Contour labeling items:
···

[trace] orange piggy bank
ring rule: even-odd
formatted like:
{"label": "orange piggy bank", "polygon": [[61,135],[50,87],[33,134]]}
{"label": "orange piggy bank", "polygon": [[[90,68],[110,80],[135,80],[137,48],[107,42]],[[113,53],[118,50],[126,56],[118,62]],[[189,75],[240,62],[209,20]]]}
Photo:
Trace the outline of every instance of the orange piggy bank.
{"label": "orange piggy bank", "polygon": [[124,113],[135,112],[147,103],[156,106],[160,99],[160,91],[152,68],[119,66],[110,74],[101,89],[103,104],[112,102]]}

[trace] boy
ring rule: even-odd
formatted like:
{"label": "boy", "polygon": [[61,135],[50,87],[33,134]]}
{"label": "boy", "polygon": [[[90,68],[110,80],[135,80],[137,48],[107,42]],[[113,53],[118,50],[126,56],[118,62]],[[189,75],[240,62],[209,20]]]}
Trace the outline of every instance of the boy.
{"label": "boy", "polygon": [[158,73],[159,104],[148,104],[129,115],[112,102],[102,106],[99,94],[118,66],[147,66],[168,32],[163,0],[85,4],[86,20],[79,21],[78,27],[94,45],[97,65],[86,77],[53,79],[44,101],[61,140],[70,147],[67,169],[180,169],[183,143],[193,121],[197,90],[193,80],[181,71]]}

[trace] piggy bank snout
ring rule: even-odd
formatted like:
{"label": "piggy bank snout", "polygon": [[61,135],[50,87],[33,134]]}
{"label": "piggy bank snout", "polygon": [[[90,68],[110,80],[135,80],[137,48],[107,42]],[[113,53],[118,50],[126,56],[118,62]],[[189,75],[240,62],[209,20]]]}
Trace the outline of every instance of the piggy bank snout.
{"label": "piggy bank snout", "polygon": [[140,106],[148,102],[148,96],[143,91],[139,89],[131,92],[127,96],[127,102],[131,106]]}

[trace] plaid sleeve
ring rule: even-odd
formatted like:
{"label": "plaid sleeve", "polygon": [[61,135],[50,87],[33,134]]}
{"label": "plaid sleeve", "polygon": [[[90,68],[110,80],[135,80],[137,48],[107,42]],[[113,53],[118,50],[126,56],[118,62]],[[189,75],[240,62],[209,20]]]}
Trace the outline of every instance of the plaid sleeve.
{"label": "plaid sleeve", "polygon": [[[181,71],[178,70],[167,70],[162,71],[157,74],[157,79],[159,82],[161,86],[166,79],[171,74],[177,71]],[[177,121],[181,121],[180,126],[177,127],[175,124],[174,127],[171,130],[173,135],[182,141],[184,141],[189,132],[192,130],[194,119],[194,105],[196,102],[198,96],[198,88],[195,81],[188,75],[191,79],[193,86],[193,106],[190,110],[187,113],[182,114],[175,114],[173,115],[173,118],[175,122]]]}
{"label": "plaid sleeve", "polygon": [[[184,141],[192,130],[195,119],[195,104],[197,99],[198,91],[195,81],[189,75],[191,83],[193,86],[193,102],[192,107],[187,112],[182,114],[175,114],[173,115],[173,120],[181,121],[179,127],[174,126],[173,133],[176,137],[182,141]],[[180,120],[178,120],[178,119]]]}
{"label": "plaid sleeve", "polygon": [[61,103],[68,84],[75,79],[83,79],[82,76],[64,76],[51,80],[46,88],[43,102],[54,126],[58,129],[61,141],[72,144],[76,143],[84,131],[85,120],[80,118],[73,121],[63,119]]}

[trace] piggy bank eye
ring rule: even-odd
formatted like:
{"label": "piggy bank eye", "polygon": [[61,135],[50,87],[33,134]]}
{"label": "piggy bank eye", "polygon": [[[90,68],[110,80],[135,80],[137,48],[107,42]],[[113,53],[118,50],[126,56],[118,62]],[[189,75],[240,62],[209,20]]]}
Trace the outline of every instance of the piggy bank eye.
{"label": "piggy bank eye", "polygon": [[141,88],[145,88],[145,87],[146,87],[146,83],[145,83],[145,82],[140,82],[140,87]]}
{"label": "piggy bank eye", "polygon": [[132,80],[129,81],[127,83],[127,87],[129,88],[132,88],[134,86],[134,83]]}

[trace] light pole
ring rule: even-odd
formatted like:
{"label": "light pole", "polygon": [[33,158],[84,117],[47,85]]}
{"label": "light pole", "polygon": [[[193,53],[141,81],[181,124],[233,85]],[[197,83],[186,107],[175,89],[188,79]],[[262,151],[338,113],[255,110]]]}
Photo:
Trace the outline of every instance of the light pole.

···

Transcribe all of the records above line for line, changing nothing.

SOLUTION TO THIS EXERCISE
[trace] orange piggy bank
ring rule: even-odd
formatted like:
{"label": "orange piggy bank", "polygon": [[61,135],[50,87],[33,134]]}
{"label": "orange piggy bank", "polygon": [[[90,68],[110,80],[135,80],[137,48],[107,42]],[[113,53],[118,50],[126,56],[118,62]],[[189,75],[240,62],[209,20]]]}
Photo:
Trace the outline of every instance of the orange piggy bank.
{"label": "orange piggy bank", "polygon": [[124,113],[135,112],[147,103],[156,106],[160,99],[160,91],[152,68],[119,66],[110,74],[101,89],[103,104],[112,102]]}

[trace] boy
ring rule: even-odd
formatted like:
{"label": "boy", "polygon": [[61,135],[50,87],[33,134]]}
{"label": "boy", "polygon": [[[90,68],[110,80],[135,80],[137,48],[107,42]],[[113,53],[118,50],[126,56],[118,62]],[[189,75],[240,62],[209,20]]]}
Trace the outline of every instance of the boy.
{"label": "boy", "polygon": [[158,73],[159,104],[148,104],[129,115],[112,102],[102,106],[99,94],[118,66],[147,66],[168,32],[163,0],[85,4],[86,20],[79,21],[78,27],[94,45],[97,65],[86,77],[53,79],[44,101],[61,140],[70,147],[67,169],[180,169],[183,143],[193,121],[197,90],[193,80],[181,71]]}

[trace] piggy bank snout
ring rule: even-odd
formatted like:
{"label": "piggy bank snout", "polygon": [[61,135],[50,87],[33,134]]}
{"label": "piggy bank snout", "polygon": [[[90,68],[110,80],[135,80],[137,48],[107,42]],[[113,53],[118,50],[126,56],[118,62]],[[189,75],[240,62],[209,20]]]}
Trace the outline of every instance of the piggy bank snout.
{"label": "piggy bank snout", "polygon": [[140,106],[148,102],[148,96],[143,91],[139,89],[131,92],[127,96],[127,102],[131,106]]}

[trace] plaid sleeve
ring rule: even-odd
formatted like:
{"label": "plaid sleeve", "polygon": [[61,135],[50,87],[33,134]]}
{"label": "plaid sleeve", "polygon": [[[90,68],[110,80],[135,80],[137,48],[107,42]],[[113,53],[118,50],[126,56],[118,62]],[[189,75],[240,62],[209,20]]]}
Trace the outline of every instance of the plaid sleeve.
{"label": "plaid sleeve", "polygon": [[[181,71],[178,70],[167,70],[162,71],[157,74],[157,79],[159,82],[161,86],[166,79],[171,74],[177,71]],[[177,121],[181,121],[180,126],[177,127],[175,124],[174,127],[171,130],[173,135],[182,141],[184,141],[189,132],[192,130],[194,119],[194,105],[196,102],[198,96],[198,88],[195,81],[188,75],[191,79],[193,86],[193,106],[190,110],[187,113],[182,114],[175,114],[173,115],[173,118],[175,122]]]}
{"label": "plaid sleeve", "polygon": [[[184,141],[192,130],[195,119],[195,104],[197,99],[198,91],[195,81],[189,75],[191,83],[193,86],[193,102],[192,107],[187,112],[182,114],[175,114],[173,115],[173,120],[181,121],[179,127],[174,126],[173,133],[176,137],[182,141]],[[180,120],[178,120],[178,119]]]}
{"label": "plaid sleeve", "polygon": [[61,103],[68,84],[75,79],[83,79],[82,76],[64,76],[51,80],[46,88],[43,102],[54,126],[58,129],[61,141],[72,144],[76,143],[84,131],[85,120],[80,118],[73,121],[63,119]]}

[trace] piggy bank eye
ring rule: even-odd
formatted like:
{"label": "piggy bank eye", "polygon": [[61,135],[50,87],[33,134]]}
{"label": "piggy bank eye", "polygon": [[[90,68],[110,80],[135,80],[137,48],[107,42]],[[113,53],[118,50],[126,56],[118,62]],[[189,75],[240,62],[209,20]]]}
Trace the outline of every instance of the piggy bank eye.
{"label": "piggy bank eye", "polygon": [[141,88],[145,88],[145,87],[146,87],[146,83],[145,83],[145,82],[140,82],[140,87]]}
{"label": "piggy bank eye", "polygon": [[132,80],[129,81],[127,83],[127,87],[129,88],[132,88],[134,86],[134,83]]}

[trace] light pole
ring rule: even-odd
formatted like:
{"label": "light pole", "polygon": [[33,158],[84,117],[47,85]]}
{"label": "light pole", "polygon": [[[193,53],[141,81],[181,124],[233,85]],[[197,83],[186,107],[175,89],[188,79]],[[262,151],[338,113],[255,110]]]}
Photo:
Trace the outline of every instance of the light pole.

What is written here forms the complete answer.